* **PROBLEMS AND TASKS**
A: In the recursive-sequence thread, which recurrence does the reply suggest the original poster may have meant instead?
B: List every term value the original poster reports calculating for the sequence in the recursive-sequence thread.
C: Extend the recursive-sequence thread with further text that picks up after its final sentence.

* **DOCUMENT EXCERPT**
☆ ☆ ☆ ☆

Question

[hkhgg]

\(\displaystyle b_{k} = b_{k - 1}/2 +b_{k-1} \)
\(\displaystyle b_{0} = 1 \)

What would be the sequence for this expression, I calculated it to be 1, 2/3, 2/5, 2/7 ...

Is it right?

My explicit formula is \(\displaystyle b_{n} = 2/n+2 \)

What would be the explicit formula in your view and how can that formula be proved by mathematical induction? thanks

 

[HOI]

First, what is the formula defining the sequence? You wrote $b_k= b_{k-1}/2+ b_{k-1}$ but since that would be more simply written as $3b_{k-1}/2$ I wonder if you did not intend $b_k= \frac{b_{k-1}}{2+ b_{k-1}}$.

Assuming what you wrote was correct, since $b_0= 1$, $b_1= 1/2+ 1= 3/2$, $b_2= (3/2)/2+ (3/2)= 3/4+ 3/2=3/4+ 6/4=10/4=5/2$... That is not what you write so apparently that is not what you intend.

☆ ☆ ☆ ☆

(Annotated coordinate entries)

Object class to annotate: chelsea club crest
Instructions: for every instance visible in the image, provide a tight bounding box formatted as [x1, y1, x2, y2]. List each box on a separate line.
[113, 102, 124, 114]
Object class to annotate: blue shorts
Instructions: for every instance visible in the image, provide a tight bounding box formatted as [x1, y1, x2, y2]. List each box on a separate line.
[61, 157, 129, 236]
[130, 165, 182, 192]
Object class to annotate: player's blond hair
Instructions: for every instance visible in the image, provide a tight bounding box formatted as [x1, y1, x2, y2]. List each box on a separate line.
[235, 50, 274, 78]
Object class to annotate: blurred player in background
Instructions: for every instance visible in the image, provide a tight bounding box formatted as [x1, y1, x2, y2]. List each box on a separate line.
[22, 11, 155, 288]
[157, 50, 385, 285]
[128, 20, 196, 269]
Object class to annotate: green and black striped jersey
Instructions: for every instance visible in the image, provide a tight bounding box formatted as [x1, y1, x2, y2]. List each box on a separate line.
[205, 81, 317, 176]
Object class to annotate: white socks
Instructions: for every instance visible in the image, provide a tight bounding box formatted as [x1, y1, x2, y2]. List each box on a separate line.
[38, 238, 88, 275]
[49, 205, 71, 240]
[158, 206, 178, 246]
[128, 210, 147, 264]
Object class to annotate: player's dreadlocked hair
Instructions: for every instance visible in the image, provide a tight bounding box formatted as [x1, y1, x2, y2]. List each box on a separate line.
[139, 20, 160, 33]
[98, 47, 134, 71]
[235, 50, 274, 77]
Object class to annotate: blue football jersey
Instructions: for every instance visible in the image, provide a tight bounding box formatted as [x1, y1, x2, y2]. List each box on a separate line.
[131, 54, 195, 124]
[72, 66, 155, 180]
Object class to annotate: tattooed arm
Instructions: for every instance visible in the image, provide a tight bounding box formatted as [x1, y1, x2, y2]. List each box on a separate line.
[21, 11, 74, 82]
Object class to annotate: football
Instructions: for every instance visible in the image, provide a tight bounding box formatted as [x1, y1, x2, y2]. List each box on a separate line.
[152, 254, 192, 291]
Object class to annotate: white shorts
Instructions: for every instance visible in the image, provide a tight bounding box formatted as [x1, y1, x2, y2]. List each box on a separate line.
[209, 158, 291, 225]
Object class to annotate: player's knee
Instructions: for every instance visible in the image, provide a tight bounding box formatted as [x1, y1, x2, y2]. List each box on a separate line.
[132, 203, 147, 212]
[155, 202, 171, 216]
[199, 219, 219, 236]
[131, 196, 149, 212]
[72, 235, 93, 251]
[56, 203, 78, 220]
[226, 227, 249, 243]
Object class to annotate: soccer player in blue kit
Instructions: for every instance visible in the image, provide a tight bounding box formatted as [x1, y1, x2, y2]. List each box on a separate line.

☆ ☆ ☆ ☆

* **RESPONSES**
A: b_k = b_{k-1}/(2 + b_{k-1})

B: 1, 2/3, 2/5, 2/7

C:
With $b_k= \frac{b_{k-1}}{2+b_{k-1}}$ and $b_0=1$, $b_1= \frac{1}{2+ 1}= \frac{2}{3}$, $b_2= \frac{\frac{2}{3}}{2+ \frac{2}{3}}= \frac{\frac{2}{3}}{\frac{6}{3}+ \frac{2}{3}}= \frac{\frac{2}{3}}{\frac{8}{3}}= \frac{2}{3}\frac{3}{8}= \frac{2}{8}= \frac{1}{4}$.

That is also not what you have so, no, you are not correct.

I can't respond to the rest of you questions because I do not know whether you intend $b_k= \frac{b_{k-1}}{2}+ b_k= \left(\frac{3}{2}\right)b_{k-1}$ or $b_k= \frac{b_{k-1}}{2+ b_{k-1}}$.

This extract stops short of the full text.